## Work order
Reproduce the passage on family factors in transvestism from "The findings of" to "researchers have found.".

## Text for analysis
The findings of this study, combined with those of others, may help us better to understand the familial seed bed from which transvestitism may flower. Beginning with birth order, one can speculate that those boys who are the first male child may be more at risk for the development of transvestic behavior than those lower down in the sibling hierarchy. Another contributing factor is likely a much closer relationship with the mother than with the father, a phenomenon identified in this and most other non-clinical studies where the quality of parental relationships has been measured. Yet another may be the existence of a parental pattern where the father is perceived as ranking higher than normal on the “feminine” characteristics of dependency and affiliation, as several researchers have found.

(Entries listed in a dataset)
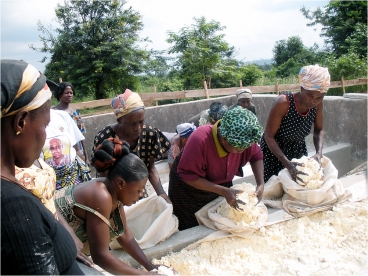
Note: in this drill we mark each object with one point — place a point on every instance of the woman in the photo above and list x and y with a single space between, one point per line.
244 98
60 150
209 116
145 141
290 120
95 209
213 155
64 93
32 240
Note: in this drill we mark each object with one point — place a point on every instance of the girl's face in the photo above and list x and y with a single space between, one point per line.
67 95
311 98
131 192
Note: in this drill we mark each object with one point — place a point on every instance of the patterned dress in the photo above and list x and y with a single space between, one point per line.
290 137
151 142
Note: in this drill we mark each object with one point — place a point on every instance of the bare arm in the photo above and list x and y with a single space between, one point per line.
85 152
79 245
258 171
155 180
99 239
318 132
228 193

--

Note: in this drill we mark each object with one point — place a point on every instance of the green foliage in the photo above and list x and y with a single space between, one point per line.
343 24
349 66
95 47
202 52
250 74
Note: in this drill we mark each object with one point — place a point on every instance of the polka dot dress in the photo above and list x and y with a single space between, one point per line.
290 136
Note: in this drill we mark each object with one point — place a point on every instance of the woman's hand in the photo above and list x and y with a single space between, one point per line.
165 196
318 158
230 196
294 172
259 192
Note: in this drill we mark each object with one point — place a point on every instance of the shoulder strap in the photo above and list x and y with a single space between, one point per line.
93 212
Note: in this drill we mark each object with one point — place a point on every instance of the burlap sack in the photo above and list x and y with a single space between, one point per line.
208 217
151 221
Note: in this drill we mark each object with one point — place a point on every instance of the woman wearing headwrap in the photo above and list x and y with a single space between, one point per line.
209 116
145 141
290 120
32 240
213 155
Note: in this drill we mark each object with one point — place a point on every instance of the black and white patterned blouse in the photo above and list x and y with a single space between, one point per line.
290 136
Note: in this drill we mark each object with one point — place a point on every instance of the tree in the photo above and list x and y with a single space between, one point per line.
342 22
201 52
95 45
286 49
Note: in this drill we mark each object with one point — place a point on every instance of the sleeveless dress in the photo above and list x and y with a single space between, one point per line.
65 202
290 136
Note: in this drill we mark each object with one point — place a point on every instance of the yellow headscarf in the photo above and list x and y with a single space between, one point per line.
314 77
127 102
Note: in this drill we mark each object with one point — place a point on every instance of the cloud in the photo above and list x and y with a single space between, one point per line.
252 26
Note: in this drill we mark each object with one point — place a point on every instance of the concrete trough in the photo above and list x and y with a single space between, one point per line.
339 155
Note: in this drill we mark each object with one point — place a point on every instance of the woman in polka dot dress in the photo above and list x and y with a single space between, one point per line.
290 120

## Final answer
The findings of this study, combined with those of others, may help us better to understand the familial seed bed from which transvestitism may flower. Beginning with birth order, one can speculate that those boys who are the first male child may be more at risk for the development of transvestic behavior than those lower down in the sibling hierarchy. Another contributing factor is likely a much closer relationship with the mother than with the father, a phenomenon identified in this and most other non-clinical studies where the quality of parental relationships has been measured. Yet another may be the existence of a parental pattern where the father is perceived as ranking higher than normal on the “feminine” characteristics of dependency and affiliation, as several researchers have found.